▸ **SOURCE EXTRACT**:
# New Northern Greece Stopovers



## peejay (May 10, 2005)

Three enterprising German motorhomers have negotiated with the Mayors of 8 Municipalities of the Northern Greece region of Epirus and developed a network of 24 stopovers.

There are a few that charge a fee but most are free or in the case of the Tavernas listed it would probably be expected/courteous that you eat at their establishments.

Each entry includes the coords for your satnav.

http://thomas-fettback.de/mediapool/98/986536/data/Camper_Van_Site_Guide_englsh.pdf

Info sourced courtesy of the great Magbaz Travels website.

Pete


----------



## nicholsong (May 26, 2009)

Pete

That is a really great find. Please find a way to thank MagsBaz for listing it.

I thought it is so good and professional that I have just sent the author Thomas an e-mail to say so.

I loved our trip to the Pyrenees, so that area also appeals.

When we are free to do it i could see us up there in the Summer and down the Southern Peloponese for winter. If Brexit does not limit our time in Greece.

Pete, keep the Greek stuff coming please.:laugh::laugh::laugh:

Geoff

P.S Ryanair have just announced they will be flying twice a week from winter 2017-18 from both our local airports, Katowice and Krakow, to Athens, so we could do our routine of 3-4 weeks, park up, fly back for 2 weeks, and then continue for another 3-4 weeks.


----------



## peejay (May 10, 2005)

Geoff,

Emailed Barry and Margaret yesterday and thanked them for the link, I also supplied them with the English version as they only had the German one.

I think i'll fire off a coutesy email to Thomas as well and see if I can get permission to add them to my map.

I'm always on the look out for stuff like this. :smile2:

Pete


----------



## jiwawa (Jun 22, 2007)

2200+ miles for me apparently, but it looks so inviting!

Thanks for the info.


----------



## smiler (May 23, 2005)

Hi can anyone please tell me how to bookmark this thread,used to be easy on the old Webb site but now I am unable to do it
Thanks Smiler


----------



## jiwawa (Jun 22, 2007)

Just at the top of the threaad you'll see an ochre coloured strap across the page. Thread Tools is in the middle of this.

Click on it and you will find the Subscribe in the dropdown. (Subscribe apparently means something different in Canada!)

▸ **EXTRACTED ENTRIES**:
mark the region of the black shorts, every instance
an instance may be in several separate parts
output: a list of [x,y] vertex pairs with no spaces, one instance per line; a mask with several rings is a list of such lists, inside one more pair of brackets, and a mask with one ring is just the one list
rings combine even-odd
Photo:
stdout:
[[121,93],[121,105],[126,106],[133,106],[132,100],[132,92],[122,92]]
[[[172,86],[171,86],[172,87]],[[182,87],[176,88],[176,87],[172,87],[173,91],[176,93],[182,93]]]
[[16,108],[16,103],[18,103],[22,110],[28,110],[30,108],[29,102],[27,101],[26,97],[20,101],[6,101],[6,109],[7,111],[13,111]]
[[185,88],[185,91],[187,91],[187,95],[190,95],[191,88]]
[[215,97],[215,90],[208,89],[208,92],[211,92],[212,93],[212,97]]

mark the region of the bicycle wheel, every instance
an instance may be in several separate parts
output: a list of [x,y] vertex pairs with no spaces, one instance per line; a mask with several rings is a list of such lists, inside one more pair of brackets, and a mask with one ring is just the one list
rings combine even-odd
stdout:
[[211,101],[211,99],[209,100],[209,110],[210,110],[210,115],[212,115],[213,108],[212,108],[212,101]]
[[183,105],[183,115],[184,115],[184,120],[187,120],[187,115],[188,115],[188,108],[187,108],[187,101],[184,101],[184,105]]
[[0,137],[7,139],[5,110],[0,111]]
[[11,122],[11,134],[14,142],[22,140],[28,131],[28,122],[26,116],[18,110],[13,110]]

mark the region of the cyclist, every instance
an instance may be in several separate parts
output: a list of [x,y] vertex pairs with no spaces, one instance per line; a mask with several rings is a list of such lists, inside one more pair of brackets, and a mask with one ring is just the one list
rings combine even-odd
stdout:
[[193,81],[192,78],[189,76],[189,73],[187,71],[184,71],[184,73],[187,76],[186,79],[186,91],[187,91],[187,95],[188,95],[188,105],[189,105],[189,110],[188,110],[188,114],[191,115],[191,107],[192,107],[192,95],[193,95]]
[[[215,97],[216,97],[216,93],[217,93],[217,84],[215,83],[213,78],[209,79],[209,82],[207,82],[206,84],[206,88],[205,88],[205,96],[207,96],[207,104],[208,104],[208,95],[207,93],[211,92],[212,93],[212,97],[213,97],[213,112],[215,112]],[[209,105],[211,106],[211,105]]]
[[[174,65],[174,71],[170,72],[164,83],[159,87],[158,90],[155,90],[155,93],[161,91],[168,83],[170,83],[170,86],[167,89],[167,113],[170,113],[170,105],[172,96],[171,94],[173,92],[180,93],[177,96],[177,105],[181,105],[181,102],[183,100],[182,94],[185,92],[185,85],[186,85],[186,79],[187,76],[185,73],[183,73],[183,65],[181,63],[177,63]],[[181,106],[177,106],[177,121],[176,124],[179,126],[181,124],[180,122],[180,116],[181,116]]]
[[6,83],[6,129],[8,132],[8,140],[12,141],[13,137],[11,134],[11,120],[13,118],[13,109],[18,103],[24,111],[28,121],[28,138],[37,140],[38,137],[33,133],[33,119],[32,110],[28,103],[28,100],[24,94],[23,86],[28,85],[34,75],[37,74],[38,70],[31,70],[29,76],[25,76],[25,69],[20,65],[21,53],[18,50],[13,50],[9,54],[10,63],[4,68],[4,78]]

▸ **EXERCISE REQUIREMENTS**: Resume the forum thread about new motorhome stopovers in Northern Greece, continuing from its last line.

▸ **TASK OUTPUT**:
----------



## smiler (May 23, 2005)

Hi Jiwawa,thanks for the reply,that does not work for me, if I enter Thread Tools I get two choices,Show Printable Version, and Unsubscribe from this thread
Thanks Smiler


----------



## peejay (May 10, 2005)

Hi smiler,


If the box shows as "unsubscribe from this thread" then that means you are already subscribed, which is another term for "bookmarked" as far as I'm aware.


You off to Greece soon?


Pete


----------



## smiler (May 23, 2005)

Hi Peejay, I want to put this into my booked mark topics along with about the other 100 or so I have saved over the years for future reference,
On the old system as you would know, you entered Discisions, from there select Forum Addons, and from there select Bookmarks, the topic would then be available when needed
I can not work out how to do it on this site
I will be off to Greece for my 5 to 6 month stay end of April, we go to Vasilliki on Lefkas,can't wait to leave
Smiler
PS are you saying I should enter unsubscribe and then it will be in my book marked file..?


----------



## peejay (May 10, 2005)

smiler said:


> Hi Peejay, I want to put this into my booked mark topics along with about the other 100 or so I have saved over the years for future reference,
> On the old system as you would know, you entered Discisions, from there select Forum Addons, and from there select Bookmarks, the topic would then be available when needed
> I can not work out how to do it on this site
> I will be off to Greece for my 5 to 6 month stay end of April, we go to Vasilliki on Lefkas,can't wait to leave
> ...


I 'think' but am not 100% sure that subscribing and bookmarking are the same thing.

When you reply in a post you are automatically subscribed to it and similarly when you click the "subscribe to" option in threads you haven't posted in you then become 'subscribed' to that thread.

Now go to the top of the page and click on 'tools' - 'quick links' - 'subscribed threads' and hopefully that should give you the list you are after.

Hope that makes sense.

Have a great time in Greece, I wish we could go earlier but unfortunately can't go until the Autumn this year.

Pete


----------



## smiler (May 23, 2005)

Thanks Peejay I have cracked it,not quite the same as the old site but it's there for the future
Thanks for your help
Smiler


----------



## nicholsong (May 26, 2009)

PeteI did not know that either. 

But I find I have 1500 subscribed threads, because I have posted on them, so that is nothing the same as bookmarking when one wants to have just a few threads to reference for the future.

I suppose the answer is to copy and store them somewhere else.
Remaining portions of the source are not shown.